Arbeitsauftrag:
Geben Sie den Textauszug über Selbstbestimmung am Lebensende vollständig und wortgetreu wieder.

Textauszug:
• • • •
Ich finde es daher als Gnade, als heroischen Tat, dass wir bewußt Suizid* begehen können, der freie Wille ist „der höchsten Ausdruck selbst bestimmten Lebens“, auch, wenn dieser Wille eine durch gesellschaftliche Determinanten geprägte Lebenseinstellung sein mag. Mut ist der Preis, den das Leben verlangt.
Mit lebendigen Grüssen

*„Suizid“ – „sua manu cadere“, bedeutet etwa „von eigener Hand fallen“.

[MOD: Überflüssiges Vollzitat entfernt]

Jeder bewußt lebende Mensch hat sicher Angst nicht mehr autark in seinen Handlungen zu sein. In unserer Gesellschaft spricht man von dem mündigen Bürger und verwehrt zugleich seine Entscheidungsfreiheit–wir müssen nicht die Tötungsmaschine von Herrn Kusch als Beispiel nehmen aber auch diese Variante ist ein Auswuchs der gesellschaftlichen Meinung–die leider immer von den selben Gutmenschen oktroiert wird.

Grüße rhh

Hallo Dalga,

es wäre natürlich nett, wenn jeder eine Zyankali-Kaspel im Nachtschrank haben dürfte…

Ich habe mir vor Jahren mal ein Formular zu einer Patientenverfügung ausgedruckt. Für mich war sooo klar, dass ich unter bestimmten Umständen nicht mehr leben wollte. Tja, und dann las ich die gesamten Eventualitäten und wurde mir unsicher. Und Folgendes hat mir zu denken gegeben:

Es ist eine kleine Geschichte über meinen Vater - ein sehr stolzer Mann, der über 35 Jahre das Sagen auf Öltanker hatte - ein Sturkopf dazu.
• • • •
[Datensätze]
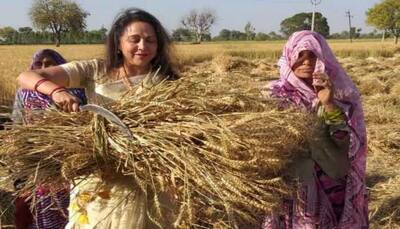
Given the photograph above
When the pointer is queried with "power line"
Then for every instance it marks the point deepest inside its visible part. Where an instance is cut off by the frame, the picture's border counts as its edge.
(349, 16)
(315, 3)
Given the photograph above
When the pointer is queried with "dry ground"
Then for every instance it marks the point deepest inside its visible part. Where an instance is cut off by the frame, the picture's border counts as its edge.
(374, 67)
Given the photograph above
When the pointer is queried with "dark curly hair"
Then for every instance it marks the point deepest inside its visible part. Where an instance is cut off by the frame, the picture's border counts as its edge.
(163, 59)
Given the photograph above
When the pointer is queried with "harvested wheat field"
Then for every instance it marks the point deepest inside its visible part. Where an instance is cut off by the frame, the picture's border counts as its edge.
(376, 72)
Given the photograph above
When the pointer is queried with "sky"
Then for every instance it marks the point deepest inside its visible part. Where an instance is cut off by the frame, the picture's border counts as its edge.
(264, 15)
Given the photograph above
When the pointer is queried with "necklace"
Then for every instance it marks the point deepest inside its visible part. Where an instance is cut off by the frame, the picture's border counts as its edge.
(125, 79)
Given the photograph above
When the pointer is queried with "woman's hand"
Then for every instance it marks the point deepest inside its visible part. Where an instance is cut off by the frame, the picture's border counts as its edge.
(65, 101)
(324, 90)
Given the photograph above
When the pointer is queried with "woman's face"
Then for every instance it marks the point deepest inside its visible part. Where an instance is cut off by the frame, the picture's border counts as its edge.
(138, 44)
(44, 62)
(305, 65)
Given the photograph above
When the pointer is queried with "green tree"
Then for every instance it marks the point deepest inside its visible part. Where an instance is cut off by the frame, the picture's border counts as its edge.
(302, 21)
(7, 34)
(182, 34)
(58, 16)
(386, 16)
(199, 23)
(249, 30)
(261, 36)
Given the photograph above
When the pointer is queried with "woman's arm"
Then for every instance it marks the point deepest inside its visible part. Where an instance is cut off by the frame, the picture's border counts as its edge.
(58, 79)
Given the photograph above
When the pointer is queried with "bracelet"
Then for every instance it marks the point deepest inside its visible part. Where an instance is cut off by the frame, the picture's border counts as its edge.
(38, 83)
(57, 89)
(334, 116)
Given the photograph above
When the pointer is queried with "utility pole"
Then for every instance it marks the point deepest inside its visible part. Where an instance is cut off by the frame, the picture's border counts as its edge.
(315, 3)
(349, 16)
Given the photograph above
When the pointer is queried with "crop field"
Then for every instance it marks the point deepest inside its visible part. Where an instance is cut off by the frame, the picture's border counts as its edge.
(373, 65)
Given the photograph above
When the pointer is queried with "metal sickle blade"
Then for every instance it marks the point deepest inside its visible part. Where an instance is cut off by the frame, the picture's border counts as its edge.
(107, 114)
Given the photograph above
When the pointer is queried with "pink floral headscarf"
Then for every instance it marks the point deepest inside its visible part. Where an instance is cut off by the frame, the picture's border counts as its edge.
(295, 91)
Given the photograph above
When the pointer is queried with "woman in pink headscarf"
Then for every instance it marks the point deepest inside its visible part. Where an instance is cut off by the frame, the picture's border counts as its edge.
(332, 191)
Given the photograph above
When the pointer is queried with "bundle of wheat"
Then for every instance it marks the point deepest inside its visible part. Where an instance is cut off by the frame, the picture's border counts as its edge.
(221, 148)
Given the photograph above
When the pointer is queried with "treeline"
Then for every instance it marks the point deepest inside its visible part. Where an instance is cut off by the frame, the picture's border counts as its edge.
(184, 35)
(26, 35)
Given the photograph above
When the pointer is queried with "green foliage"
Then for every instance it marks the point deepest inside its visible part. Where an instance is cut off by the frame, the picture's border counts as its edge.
(58, 16)
(26, 35)
(386, 16)
(182, 34)
(249, 30)
(199, 23)
(7, 34)
(302, 21)
(262, 37)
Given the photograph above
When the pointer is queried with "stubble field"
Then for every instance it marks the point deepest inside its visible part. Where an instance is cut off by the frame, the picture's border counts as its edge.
(374, 66)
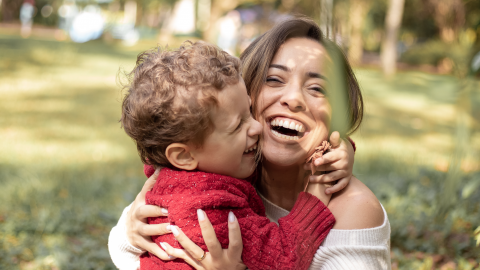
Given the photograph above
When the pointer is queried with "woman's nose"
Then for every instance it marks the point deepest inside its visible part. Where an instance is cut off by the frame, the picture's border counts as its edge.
(293, 98)
(255, 128)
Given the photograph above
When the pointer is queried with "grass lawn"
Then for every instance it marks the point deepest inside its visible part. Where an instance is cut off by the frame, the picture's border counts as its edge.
(67, 169)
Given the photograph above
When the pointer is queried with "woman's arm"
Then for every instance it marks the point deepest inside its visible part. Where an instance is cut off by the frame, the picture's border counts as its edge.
(130, 238)
(123, 254)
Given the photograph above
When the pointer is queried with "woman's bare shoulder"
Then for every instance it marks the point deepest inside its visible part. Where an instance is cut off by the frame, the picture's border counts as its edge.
(356, 207)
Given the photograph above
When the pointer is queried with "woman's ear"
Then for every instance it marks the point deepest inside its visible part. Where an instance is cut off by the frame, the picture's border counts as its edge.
(180, 156)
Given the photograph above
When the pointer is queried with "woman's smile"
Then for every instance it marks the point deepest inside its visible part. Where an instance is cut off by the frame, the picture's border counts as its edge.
(286, 128)
(294, 108)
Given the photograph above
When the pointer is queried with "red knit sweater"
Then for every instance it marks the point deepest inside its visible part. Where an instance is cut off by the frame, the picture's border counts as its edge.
(266, 245)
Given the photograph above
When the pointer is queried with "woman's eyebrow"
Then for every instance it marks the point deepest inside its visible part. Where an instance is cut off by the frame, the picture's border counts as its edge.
(316, 75)
(284, 68)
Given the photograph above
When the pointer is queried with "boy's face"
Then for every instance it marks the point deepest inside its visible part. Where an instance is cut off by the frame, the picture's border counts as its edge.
(235, 131)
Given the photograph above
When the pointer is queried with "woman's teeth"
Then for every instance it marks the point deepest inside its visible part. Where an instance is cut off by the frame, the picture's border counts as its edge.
(287, 129)
(287, 124)
(251, 149)
(285, 136)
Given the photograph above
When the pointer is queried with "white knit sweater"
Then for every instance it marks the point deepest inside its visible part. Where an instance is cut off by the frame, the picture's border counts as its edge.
(365, 249)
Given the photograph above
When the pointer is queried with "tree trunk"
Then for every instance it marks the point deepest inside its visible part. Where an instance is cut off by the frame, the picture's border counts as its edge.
(449, 16)
(326, 15)
(393, 21)
(358, 11)
(219, 8)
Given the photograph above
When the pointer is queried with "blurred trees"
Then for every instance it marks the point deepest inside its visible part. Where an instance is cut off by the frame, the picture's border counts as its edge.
(10, 10)
(393, 21)
(358, 12)
(449, 16)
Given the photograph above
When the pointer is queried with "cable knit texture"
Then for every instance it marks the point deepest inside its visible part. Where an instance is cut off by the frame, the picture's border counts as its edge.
(266, 245)
(364, 249)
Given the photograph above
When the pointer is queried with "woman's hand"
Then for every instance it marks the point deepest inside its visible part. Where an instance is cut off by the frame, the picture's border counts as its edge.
(139, 232)
(338, 163)
(216, 258)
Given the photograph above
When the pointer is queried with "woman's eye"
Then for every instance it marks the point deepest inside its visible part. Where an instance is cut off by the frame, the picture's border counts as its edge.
(270, 79)
(319, 89)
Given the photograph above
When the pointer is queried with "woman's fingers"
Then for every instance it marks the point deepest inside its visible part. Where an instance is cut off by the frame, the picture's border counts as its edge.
(148, 185)
(235, 245)
(157, 251)
(342, 183)
(180, 253)
(190, 247)
(209, 235)
(145, 211)
(154, 229)
(335, 139)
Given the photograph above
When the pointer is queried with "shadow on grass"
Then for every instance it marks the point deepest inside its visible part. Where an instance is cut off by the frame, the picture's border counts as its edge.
(60, 218)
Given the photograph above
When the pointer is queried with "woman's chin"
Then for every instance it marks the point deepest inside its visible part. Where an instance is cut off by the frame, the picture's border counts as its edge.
(282, 156)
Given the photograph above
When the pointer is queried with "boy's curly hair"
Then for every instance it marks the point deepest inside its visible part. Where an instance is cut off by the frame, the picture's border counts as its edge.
(170, 96)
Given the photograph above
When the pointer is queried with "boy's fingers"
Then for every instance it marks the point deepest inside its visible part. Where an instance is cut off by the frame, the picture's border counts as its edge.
(342, 183)
(145, 211)
(335, 139)
(235, 245)
(154, 229)
(157, 251)
(148, 184)
(330, 158)
(190, 247)
(326, 178)
(209, 235)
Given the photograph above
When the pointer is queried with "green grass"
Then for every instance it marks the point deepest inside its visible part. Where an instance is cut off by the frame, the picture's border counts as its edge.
(67, 169)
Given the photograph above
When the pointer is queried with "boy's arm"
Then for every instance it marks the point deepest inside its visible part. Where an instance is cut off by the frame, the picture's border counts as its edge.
(123, 254)
(293, 243)
(337, 164)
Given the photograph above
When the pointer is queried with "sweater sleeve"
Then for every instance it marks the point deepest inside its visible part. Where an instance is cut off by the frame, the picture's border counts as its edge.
(293, 243)
(362, 249)
(123, 254)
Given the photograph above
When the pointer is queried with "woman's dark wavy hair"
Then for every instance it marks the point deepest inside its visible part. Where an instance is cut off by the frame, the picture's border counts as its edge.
(257, 57)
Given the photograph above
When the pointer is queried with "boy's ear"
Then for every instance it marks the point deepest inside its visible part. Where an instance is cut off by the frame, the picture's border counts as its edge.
(180, 156)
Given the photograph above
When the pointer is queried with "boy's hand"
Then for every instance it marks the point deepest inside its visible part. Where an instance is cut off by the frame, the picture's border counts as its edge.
(338, 163)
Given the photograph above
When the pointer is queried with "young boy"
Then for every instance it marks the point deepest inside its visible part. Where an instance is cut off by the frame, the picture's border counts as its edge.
(188, 111)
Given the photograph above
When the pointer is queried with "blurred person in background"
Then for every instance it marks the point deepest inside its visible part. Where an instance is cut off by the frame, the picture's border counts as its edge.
(67, 12)
(27, 11)
(284, 71)
(87, 25)
(229, 31)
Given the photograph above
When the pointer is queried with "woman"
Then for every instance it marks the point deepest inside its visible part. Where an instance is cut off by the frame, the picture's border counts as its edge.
(284, 71)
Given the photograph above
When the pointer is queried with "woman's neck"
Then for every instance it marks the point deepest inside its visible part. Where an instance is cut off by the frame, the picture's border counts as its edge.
(281, 185)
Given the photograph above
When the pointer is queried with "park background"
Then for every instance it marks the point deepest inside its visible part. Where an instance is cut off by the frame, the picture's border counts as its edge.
(67, 169)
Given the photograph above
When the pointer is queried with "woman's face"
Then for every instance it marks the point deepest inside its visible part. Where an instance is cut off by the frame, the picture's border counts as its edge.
(292, 107)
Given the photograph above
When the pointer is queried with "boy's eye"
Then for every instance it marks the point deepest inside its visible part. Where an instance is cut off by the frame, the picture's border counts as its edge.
(239, 125)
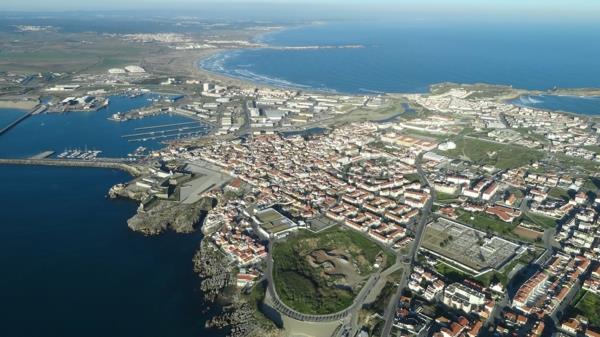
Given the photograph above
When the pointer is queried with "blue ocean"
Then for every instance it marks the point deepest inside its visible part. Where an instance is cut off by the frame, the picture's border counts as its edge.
(70, 265)
(409, 56)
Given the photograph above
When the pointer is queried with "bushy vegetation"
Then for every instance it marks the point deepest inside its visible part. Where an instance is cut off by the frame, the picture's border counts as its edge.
(305, 288)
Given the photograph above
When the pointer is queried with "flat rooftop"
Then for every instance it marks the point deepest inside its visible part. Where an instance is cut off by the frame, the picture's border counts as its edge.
(467, 247)
(274, 222)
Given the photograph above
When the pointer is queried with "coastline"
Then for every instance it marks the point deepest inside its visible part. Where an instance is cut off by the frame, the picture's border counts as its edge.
(18, 104)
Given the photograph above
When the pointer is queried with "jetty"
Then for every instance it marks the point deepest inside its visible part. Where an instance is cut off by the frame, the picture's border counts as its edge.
(38, 109)
(122, 164)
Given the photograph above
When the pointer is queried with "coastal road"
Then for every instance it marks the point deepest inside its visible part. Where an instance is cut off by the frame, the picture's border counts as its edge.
(338, 316)
(390, 311)
(114, 163)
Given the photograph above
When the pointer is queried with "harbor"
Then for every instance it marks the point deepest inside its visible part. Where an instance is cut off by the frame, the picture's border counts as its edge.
(93, 136)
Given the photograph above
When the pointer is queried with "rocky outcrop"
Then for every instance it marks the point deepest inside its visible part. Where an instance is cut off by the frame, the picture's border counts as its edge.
(213, 268)
(182, 218)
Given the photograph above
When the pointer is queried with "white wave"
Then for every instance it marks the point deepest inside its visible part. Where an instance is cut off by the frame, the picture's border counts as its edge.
(530, 100)
(216, 64)
(370, 91)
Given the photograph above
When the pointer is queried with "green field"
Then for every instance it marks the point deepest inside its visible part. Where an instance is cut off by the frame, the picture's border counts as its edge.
(488, 153)
(456, 275)
(488, 224)
(306, 288)
(559, 193)
(541, 220)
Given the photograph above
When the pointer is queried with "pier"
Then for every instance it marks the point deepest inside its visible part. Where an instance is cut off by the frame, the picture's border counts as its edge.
(164, 126)
(38, 109)
(173, 132)
(122, 164)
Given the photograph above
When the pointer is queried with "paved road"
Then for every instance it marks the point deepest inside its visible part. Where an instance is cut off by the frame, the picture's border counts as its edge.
(115, 163)
(390, 311)
(338, 316)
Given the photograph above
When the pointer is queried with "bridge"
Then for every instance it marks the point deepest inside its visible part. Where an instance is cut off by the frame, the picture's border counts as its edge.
(38, 109)
(122, 164)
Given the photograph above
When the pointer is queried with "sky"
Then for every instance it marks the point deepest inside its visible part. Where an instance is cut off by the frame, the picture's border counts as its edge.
(570, 10)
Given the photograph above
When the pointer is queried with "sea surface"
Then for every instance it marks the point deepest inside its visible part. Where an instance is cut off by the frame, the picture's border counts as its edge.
(81, 130)
(575, 104)
(410, 56)
(70, 265)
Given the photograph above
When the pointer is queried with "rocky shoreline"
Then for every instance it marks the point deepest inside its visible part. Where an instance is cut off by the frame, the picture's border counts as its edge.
(238, 314)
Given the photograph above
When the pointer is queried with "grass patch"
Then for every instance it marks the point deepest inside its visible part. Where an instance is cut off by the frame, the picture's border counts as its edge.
(559, 193)
(541, 220)
(593, 148)
(412, 177)
(445, 198)
(306, 288)
(487, 224)
(502, 156)
(383, 298)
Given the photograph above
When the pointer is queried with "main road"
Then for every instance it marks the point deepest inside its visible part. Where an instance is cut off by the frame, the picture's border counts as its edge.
(390, 311)
(290, 312)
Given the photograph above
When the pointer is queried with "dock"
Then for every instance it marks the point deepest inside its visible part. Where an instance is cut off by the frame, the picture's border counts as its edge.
(42, 155)
(122, 164)
(38, 109)
(164, 126)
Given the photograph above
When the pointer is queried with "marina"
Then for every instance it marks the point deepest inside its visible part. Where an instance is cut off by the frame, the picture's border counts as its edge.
(92, 131)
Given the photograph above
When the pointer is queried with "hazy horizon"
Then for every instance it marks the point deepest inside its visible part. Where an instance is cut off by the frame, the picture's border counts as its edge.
(472, 10)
• • • •
Lösung:
Ich finde es daher als Gnade, als heroischen Tat, dass wir bewußt Suizid* begehen können, der freie Wille ist „der höchsten Ausdruck selbst bestimmten Lebens“, auch, wenn dieser Wille eine durch gesellschaftliche Determinanten geprägte Lebenseinstellung sein mag. Mut ist der Preis, den das Leben verlangt.
Mit lebendigen Grüssen

*„Suizid“ – „sua manu cadere“, bedeutet etwa „von eigener Hand fallen“.

[MOD: Überflüssiges Vollzitat entfernt]

Jeder bewußt lebende Mensch hat sicher Angst nicht mehr autark in seinen Handlungen zu sein. In unserer Gesellschaft spricht man von dem mündigen Bürger und verwehrt zugleich seine Entscheidungsfreiheit–wir müssen nicht die Tötungsmaschine von Herrn Kusch als Beispiel nehmen aber auch diese Variante ist ein Auswuchs der gesellschaftlichen Meinung–die leider immer von den selben Gutmenschen oktroiert wird.

Grüße rhh

Hallo Dalga,

es wäre natürlich nett, wenn jeder eine Zyankali-Kaspel im Nachtschrank haben dürfte…

Ich habe mir vor Jahren mal ein Formular zu einer Patientenverfügung ausgedruckt. Für mich war sooo klar, dass ich unter bestimmten Umständen nicht mehr leben wollte. Tja, und dann las ich die gesamten Eventualitäten und wurde mir unsicher. Und Folgendes hat mir zu denken gegeben:

Es ist eine kleine Geschichte über meinen Vater - ein sehr stolzer Mann, der über 35 Jahre das Sagen auf Öltanker hatte - ein Sturkopf dazu.